Each line from the one that holds "[point] every instance of the pale" to the end of the records is to be retyped exactly. Pictures are not part of the copy.

§ **Input data**:
--------------------
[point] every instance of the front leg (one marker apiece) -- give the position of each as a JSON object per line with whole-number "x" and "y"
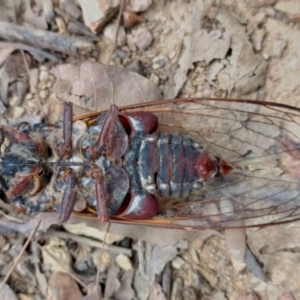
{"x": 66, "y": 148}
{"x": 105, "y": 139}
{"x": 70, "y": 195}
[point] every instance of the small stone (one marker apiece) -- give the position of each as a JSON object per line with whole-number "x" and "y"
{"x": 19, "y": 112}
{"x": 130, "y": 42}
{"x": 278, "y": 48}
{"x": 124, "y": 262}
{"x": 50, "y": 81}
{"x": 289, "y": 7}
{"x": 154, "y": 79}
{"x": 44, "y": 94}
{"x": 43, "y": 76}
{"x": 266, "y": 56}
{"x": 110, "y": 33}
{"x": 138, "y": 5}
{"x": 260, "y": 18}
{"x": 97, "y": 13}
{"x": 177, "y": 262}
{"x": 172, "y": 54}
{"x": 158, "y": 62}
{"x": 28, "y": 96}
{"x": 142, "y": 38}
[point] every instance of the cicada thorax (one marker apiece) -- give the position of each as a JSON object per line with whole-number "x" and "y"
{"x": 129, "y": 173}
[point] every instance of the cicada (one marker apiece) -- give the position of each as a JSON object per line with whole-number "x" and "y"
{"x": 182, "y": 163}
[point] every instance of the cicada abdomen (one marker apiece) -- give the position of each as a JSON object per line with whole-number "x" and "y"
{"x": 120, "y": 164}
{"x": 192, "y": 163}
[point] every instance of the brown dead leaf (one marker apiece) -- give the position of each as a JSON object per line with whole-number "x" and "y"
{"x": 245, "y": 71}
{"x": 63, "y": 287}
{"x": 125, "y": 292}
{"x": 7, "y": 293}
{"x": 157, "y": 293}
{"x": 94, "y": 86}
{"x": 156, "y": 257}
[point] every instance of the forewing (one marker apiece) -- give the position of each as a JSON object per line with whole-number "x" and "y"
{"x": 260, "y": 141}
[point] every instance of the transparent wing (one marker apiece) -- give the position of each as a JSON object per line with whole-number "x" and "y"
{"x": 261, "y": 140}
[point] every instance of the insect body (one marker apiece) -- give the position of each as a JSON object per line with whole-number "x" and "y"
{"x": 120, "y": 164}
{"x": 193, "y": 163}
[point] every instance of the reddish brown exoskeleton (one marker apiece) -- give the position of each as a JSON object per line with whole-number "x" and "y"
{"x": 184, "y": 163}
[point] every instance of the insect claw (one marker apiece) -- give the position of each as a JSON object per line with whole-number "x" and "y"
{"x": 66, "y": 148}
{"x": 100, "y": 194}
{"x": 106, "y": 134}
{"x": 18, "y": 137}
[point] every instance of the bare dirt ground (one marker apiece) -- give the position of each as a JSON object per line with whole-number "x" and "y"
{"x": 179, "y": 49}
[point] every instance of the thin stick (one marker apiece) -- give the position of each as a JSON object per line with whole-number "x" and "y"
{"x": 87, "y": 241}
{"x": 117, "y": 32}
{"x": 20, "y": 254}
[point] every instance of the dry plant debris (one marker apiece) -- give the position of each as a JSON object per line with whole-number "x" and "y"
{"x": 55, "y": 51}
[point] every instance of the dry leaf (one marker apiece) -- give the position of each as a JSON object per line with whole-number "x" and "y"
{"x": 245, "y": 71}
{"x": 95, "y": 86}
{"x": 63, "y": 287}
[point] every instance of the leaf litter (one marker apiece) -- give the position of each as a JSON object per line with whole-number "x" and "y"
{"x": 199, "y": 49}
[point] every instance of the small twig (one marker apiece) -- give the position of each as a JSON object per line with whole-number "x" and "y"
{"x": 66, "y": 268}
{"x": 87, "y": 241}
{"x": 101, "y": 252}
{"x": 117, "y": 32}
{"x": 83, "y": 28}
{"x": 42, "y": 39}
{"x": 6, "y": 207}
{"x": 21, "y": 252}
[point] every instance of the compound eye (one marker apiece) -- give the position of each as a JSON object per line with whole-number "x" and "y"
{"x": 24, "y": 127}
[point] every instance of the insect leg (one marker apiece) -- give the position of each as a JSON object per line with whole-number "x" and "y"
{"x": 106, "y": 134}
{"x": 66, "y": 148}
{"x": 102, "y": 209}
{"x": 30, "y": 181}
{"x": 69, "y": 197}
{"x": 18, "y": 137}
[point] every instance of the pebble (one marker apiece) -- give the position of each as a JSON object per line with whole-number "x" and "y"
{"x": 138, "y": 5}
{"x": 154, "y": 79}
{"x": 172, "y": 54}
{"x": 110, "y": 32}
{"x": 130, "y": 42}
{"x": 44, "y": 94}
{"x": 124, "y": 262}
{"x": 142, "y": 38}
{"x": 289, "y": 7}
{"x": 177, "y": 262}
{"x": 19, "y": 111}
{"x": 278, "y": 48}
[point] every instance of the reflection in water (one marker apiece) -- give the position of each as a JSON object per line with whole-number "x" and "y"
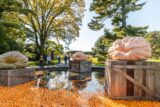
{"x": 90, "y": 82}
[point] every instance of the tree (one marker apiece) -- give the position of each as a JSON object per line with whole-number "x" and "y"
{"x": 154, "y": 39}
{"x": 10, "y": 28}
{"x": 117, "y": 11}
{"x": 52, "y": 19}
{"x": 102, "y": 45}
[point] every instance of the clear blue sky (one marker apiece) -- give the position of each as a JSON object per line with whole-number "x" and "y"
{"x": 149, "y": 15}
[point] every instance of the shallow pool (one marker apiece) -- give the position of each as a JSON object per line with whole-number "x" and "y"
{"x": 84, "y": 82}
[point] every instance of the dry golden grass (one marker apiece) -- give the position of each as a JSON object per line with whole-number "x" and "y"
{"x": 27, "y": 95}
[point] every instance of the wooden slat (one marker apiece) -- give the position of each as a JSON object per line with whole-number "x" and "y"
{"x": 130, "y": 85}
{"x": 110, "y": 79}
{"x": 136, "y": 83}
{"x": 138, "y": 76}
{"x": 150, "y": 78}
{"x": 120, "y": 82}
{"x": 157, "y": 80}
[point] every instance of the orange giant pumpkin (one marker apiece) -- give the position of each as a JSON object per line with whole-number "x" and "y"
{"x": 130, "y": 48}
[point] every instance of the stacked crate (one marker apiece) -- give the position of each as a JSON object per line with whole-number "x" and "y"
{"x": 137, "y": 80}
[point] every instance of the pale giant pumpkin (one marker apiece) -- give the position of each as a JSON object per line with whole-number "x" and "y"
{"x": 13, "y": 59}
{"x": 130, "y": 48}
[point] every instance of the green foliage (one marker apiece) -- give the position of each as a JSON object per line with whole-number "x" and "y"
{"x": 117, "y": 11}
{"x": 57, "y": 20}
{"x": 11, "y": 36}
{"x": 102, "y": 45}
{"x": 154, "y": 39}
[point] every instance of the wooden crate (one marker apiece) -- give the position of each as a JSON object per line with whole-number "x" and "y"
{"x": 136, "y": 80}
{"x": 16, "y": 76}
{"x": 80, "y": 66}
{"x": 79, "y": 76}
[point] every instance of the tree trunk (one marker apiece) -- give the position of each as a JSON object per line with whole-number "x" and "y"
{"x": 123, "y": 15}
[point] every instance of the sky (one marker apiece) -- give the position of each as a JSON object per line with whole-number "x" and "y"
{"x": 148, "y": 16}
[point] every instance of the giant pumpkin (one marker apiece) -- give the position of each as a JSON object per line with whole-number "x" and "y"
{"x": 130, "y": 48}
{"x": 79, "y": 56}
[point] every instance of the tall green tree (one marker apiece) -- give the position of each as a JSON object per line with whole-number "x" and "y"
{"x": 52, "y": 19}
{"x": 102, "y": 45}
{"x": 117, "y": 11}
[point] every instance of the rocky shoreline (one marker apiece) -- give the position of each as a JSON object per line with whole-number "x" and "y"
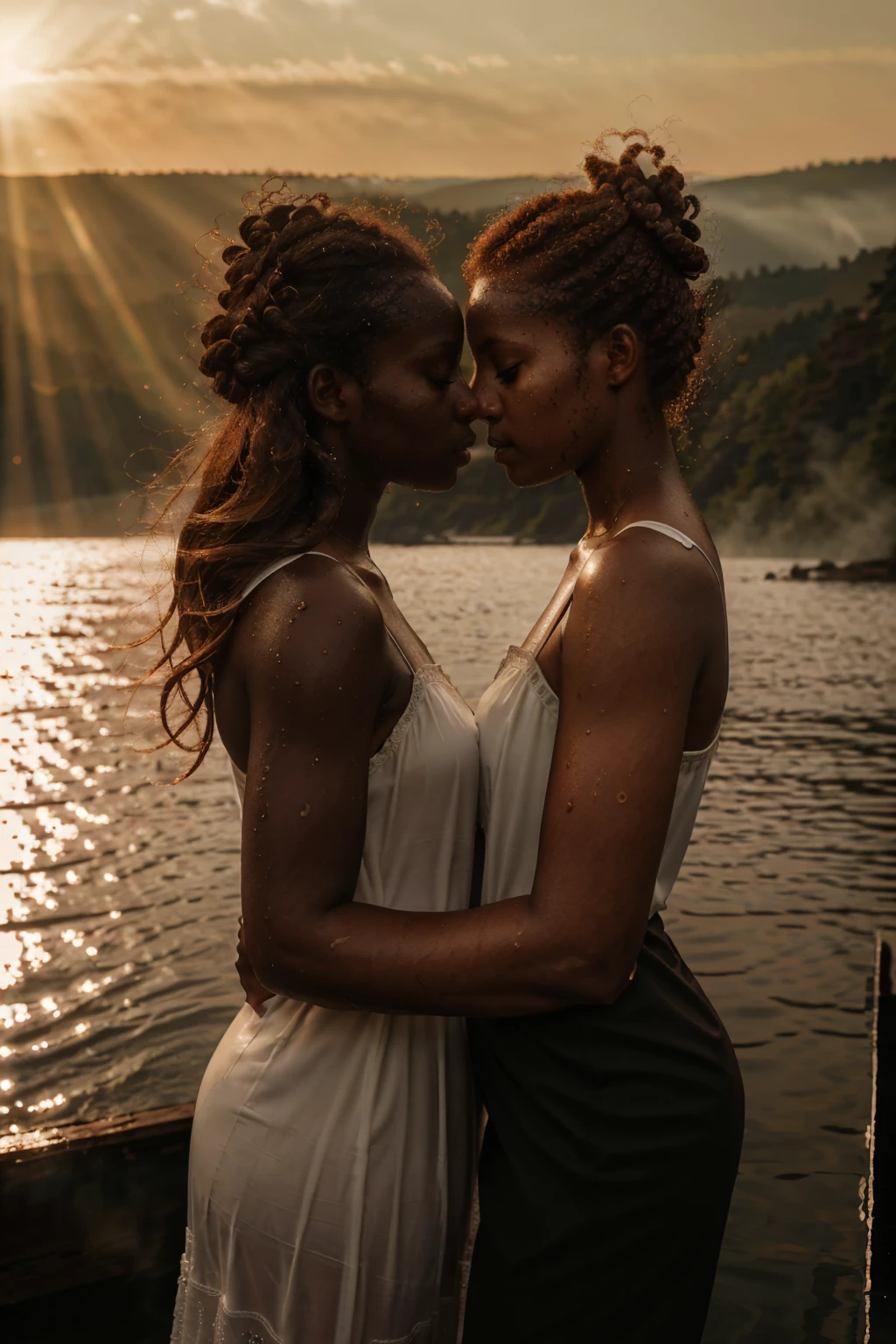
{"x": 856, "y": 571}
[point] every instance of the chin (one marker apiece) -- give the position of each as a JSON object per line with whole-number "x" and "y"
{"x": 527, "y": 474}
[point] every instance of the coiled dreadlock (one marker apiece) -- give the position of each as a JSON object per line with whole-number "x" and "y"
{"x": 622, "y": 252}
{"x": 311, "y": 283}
--------------------
§ **Result of the exercise**:
[point] every instance of the pale giant pumpkin (one marker apiece) -- give the position of each as a JSON object per line with whole-number "x" and "y"
{"x": 13, "y": 59}
{"x": 130, "y": 48}
[point] every instance of the green foliage (one marker apiece) -- give the position of each as a JSON object per line with whole-number "x" and "y"
{"x": 117, "y": 11}
{"x": 57, "y": 20}
{"x": 11, "y": 36}
{"x": 102, "y": 45}
{"x": 154, "y": 39}
[point] every instance of the wooden crate (one marker apiece) -- give the position of each as a JSON object per line with whole-number "x" and "y"
{"x": 136, "y": 80}
{"x": 16, "y": 76}
{"x": 80, "y": 66}
{"x": 79, "y": 76}
[point] every instance of the tree trunk (one marker apiece) -- give the position of each as a JSON object per line with whole-number "x" and "y"
{"x": 123, "y": 15}
[point] every instance of the sky (one marker apiece) -- give the position of each as a JSON object per line with whole-number "x" and "y"
{"x": 148, "y": 16}
[point] every instance of the giant pumpkin (one marker apiece) -- give the position of each as a JSON object per line with whole-number "x" and "y"
{"x": 130, "y": 48}
{"x": 79, "y": 56}
[point] every instance of the tall green tree (one marker apiece) -- give the position of each as a JSON object per line with whole-number "x" and "y"
{"x": 52, "y": 19}
{"x": 102, "y": 45}
{"x": 117, "y": 11}
[point] every instance of the rocky shoreline (one marker apiece) -- give the position of each as a JSON object per line with whole-number "x" and "y"
{"x": 856, "y": 571}
[point] every instance of the chin (one marker apiece) -- give the position of each as a JSON object per line with whole-number "x" and "y"
{"x": 527, "y": 474}
[point] every instance of the coiled dreadlock (one marker apiece) -- give the position of each as a JSON object per line with whole-number "x" and "y"
{"x": 622, "y": 252}
{"x": 311, "y": 283}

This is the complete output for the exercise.